**Task description**: Locate each line in the material that contains the word "tree", matching case exactly, and copy those lines out.

**Input records**:

⟨

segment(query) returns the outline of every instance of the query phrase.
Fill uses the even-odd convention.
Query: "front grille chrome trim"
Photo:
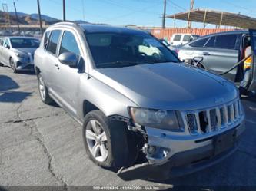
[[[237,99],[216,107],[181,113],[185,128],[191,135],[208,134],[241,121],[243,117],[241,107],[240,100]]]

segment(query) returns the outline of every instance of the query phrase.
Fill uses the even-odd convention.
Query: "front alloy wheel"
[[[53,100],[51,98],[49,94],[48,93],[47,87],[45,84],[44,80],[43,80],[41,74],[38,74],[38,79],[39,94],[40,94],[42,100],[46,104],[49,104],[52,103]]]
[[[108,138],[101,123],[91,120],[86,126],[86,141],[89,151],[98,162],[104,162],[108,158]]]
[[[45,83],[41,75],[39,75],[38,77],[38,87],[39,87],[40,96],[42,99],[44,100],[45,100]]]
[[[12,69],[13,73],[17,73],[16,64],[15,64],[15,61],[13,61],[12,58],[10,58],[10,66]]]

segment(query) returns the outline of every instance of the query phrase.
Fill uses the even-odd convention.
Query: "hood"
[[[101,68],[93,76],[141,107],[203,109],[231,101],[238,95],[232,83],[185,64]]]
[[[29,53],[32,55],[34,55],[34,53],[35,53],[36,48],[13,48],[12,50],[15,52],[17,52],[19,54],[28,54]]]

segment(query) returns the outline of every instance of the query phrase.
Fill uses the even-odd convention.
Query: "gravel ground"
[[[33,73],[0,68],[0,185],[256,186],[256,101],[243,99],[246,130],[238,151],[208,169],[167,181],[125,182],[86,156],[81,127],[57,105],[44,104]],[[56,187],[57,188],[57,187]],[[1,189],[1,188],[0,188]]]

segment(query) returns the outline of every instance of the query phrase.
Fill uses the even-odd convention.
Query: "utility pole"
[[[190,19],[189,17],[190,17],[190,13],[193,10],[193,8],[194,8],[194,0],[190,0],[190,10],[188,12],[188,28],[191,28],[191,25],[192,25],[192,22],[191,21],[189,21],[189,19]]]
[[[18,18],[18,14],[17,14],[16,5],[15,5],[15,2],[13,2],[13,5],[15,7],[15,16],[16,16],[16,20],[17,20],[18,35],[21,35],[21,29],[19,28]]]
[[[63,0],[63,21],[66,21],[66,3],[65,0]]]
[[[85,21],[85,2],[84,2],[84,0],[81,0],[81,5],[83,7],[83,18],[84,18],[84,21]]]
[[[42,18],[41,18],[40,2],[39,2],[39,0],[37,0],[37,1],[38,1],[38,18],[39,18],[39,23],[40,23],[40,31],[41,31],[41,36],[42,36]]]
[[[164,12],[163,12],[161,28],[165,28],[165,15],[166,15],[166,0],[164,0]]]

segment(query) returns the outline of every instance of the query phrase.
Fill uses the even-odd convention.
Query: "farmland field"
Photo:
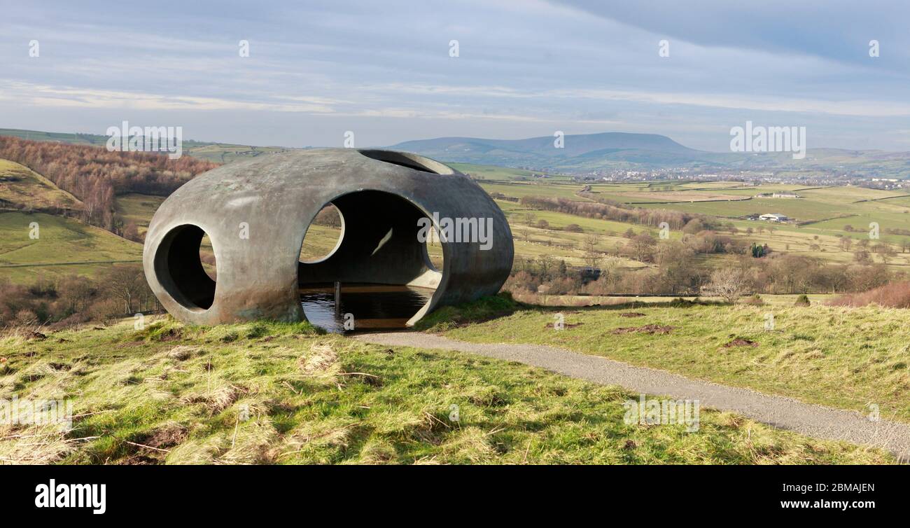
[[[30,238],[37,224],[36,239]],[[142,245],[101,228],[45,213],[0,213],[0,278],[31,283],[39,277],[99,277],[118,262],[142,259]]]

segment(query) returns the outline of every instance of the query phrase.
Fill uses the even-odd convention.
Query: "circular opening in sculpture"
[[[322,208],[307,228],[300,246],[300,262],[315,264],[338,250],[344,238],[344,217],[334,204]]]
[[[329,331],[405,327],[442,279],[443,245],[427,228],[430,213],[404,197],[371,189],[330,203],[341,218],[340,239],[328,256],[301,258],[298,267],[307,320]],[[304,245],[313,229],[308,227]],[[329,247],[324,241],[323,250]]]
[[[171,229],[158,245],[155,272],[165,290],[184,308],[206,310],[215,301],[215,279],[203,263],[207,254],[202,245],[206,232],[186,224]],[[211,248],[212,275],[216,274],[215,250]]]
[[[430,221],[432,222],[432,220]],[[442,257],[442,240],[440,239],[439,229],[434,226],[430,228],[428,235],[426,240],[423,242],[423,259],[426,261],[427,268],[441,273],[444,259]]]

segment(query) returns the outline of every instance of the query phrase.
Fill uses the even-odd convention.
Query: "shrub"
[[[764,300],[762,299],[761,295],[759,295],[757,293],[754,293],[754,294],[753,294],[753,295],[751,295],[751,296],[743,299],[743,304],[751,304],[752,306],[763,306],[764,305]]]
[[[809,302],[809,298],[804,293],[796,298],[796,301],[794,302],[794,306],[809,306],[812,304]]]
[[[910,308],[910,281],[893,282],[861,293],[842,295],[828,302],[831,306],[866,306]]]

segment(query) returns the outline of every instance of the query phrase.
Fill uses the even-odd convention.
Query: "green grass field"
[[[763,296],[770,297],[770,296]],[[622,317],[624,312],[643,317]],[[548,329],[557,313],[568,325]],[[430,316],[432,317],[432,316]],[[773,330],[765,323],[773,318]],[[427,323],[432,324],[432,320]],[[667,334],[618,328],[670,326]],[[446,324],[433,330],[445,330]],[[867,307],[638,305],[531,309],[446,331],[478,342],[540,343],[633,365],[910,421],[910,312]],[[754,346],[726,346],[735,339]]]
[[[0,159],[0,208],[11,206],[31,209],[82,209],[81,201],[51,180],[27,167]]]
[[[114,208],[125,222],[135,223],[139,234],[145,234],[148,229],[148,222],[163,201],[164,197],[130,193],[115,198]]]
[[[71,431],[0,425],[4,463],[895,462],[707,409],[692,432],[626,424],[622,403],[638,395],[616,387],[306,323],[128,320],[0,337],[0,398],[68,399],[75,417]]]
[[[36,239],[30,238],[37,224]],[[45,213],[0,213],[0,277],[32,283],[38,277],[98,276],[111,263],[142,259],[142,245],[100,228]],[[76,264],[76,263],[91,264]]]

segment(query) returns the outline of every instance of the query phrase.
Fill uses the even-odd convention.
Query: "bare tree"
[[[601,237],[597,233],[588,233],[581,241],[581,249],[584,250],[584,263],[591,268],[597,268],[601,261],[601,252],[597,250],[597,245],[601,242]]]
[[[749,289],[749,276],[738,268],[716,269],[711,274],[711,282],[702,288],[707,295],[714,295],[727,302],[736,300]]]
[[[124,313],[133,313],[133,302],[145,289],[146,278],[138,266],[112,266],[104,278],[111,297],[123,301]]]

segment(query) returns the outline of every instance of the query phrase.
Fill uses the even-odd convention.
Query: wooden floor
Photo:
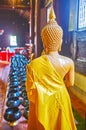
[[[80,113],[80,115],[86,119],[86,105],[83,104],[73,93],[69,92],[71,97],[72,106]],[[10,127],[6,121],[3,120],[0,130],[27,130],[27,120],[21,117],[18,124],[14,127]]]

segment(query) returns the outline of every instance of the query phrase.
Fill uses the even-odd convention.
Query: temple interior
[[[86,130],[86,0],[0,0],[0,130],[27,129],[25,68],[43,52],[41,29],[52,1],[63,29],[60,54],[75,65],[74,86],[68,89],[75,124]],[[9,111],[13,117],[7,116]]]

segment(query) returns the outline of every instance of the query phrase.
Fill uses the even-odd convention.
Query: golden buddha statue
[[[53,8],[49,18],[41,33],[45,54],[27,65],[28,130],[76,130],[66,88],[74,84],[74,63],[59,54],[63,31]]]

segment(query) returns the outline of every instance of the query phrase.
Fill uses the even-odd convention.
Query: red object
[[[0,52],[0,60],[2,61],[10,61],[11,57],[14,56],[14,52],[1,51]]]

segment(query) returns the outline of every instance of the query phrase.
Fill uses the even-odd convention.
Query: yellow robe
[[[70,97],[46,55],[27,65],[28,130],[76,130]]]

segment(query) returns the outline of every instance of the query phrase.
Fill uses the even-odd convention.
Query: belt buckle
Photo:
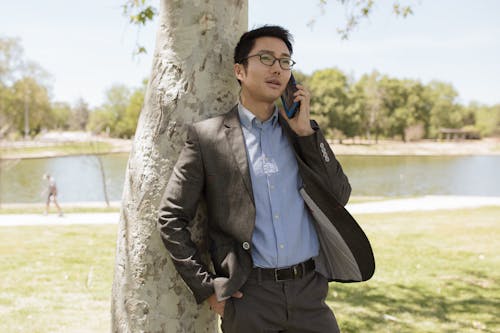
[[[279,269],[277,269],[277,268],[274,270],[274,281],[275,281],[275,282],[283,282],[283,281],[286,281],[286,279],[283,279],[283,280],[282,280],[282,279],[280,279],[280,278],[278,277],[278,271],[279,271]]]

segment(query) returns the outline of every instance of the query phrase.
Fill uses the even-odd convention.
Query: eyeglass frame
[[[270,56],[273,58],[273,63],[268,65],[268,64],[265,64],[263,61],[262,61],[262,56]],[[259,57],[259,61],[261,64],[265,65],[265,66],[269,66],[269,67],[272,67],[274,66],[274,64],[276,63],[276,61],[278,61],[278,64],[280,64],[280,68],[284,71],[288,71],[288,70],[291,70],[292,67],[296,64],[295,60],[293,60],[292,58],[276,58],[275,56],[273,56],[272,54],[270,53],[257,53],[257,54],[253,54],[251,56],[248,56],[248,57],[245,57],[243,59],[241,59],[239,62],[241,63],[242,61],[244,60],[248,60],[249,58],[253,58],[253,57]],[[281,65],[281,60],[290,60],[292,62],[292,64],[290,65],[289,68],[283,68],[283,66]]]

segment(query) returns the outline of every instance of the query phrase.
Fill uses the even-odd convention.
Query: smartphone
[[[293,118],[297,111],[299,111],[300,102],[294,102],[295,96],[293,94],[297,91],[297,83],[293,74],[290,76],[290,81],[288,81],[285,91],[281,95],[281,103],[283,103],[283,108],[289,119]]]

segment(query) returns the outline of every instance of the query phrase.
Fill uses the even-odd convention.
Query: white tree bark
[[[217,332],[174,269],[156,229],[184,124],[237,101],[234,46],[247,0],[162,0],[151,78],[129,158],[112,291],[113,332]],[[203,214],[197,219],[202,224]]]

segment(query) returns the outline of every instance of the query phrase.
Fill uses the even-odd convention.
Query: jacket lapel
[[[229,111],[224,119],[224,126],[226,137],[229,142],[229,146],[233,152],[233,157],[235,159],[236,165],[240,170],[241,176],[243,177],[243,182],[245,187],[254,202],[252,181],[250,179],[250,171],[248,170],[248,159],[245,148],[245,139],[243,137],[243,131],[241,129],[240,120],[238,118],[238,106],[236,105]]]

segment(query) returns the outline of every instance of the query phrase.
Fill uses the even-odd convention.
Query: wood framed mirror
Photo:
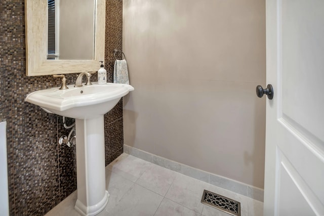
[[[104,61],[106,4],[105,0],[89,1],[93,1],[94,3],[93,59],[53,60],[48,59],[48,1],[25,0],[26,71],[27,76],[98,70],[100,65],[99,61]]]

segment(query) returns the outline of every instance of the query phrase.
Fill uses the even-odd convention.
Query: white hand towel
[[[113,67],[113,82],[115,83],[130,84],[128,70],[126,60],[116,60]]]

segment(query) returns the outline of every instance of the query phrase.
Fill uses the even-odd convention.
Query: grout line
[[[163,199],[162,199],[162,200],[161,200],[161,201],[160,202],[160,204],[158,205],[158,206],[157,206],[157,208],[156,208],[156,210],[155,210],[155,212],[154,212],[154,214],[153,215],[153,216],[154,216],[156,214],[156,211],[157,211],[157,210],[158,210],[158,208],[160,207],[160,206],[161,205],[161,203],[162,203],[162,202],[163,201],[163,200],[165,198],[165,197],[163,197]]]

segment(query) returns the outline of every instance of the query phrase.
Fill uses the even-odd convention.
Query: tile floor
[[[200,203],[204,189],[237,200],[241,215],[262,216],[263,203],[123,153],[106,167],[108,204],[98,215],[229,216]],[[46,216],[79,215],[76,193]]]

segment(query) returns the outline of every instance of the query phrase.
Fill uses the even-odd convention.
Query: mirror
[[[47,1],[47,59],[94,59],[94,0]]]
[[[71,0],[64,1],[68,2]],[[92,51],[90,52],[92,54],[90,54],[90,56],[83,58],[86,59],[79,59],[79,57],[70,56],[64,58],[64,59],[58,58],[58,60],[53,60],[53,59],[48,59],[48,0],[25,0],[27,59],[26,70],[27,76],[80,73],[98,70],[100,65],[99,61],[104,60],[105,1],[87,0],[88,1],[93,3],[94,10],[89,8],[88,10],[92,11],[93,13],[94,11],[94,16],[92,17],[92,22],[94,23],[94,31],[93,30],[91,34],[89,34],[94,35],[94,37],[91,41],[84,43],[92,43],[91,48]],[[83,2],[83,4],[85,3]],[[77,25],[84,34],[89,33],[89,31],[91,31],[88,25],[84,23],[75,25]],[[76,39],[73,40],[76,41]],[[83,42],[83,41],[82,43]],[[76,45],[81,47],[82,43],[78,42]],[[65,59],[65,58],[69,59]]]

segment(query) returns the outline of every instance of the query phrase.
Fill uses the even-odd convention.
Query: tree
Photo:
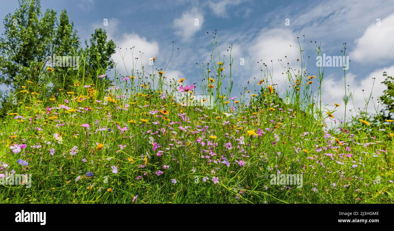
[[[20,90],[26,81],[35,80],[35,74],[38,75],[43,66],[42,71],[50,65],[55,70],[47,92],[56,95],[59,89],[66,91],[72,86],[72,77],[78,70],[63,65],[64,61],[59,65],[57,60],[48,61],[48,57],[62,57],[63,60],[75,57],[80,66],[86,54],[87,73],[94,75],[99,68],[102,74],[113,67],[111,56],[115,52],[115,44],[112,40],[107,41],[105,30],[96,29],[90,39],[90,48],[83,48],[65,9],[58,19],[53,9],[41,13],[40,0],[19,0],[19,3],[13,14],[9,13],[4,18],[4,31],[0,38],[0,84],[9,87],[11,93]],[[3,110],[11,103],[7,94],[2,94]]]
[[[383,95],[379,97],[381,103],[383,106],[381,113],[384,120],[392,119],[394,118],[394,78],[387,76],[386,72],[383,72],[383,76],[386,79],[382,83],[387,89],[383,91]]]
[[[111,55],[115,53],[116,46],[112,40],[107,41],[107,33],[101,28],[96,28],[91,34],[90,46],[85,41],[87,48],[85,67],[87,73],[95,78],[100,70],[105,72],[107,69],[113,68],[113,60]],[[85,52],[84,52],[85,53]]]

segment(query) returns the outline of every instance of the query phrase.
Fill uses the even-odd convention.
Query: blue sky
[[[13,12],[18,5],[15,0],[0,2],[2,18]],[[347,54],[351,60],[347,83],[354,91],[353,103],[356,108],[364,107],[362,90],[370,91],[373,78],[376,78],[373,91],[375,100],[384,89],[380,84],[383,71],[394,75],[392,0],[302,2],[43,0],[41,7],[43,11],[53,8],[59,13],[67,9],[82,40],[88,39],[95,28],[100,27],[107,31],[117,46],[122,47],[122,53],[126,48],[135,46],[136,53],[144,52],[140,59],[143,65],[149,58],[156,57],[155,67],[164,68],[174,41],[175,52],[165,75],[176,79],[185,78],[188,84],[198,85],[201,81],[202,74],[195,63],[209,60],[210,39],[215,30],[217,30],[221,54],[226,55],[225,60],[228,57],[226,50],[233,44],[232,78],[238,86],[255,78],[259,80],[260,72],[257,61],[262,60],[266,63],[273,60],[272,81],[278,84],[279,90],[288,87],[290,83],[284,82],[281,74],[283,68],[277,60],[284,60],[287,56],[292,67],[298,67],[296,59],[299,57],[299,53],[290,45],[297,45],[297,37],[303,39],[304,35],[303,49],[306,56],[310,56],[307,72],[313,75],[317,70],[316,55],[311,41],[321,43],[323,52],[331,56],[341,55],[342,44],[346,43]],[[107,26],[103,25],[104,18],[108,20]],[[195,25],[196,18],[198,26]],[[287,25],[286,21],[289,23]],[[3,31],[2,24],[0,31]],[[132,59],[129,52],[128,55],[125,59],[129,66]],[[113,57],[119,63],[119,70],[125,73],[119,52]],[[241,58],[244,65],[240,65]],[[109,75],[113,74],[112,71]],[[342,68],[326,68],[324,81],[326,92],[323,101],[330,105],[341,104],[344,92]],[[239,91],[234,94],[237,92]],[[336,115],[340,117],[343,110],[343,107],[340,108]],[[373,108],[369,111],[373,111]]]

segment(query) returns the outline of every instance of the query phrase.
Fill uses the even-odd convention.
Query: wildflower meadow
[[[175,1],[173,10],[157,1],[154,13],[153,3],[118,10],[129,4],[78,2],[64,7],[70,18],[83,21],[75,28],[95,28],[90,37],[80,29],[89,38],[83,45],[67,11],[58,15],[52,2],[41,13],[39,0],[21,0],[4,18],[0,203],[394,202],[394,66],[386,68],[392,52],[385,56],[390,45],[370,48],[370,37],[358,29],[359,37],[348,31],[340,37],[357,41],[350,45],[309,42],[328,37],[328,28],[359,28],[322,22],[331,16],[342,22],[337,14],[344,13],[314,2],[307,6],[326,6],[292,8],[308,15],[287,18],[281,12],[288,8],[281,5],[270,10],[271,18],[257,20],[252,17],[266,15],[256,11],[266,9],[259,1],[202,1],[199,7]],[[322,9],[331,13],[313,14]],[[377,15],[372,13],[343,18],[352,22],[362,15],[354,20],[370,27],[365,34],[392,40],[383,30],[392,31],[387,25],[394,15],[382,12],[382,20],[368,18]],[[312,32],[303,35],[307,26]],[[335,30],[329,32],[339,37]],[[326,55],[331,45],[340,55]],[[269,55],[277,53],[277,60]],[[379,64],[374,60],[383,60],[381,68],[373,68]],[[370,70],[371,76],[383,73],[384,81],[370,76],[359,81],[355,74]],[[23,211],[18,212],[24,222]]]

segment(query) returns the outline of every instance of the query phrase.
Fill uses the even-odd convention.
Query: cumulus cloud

⟩

**Exercise result**:
Query: "bare tree"
Query: white tree bark
Query: tree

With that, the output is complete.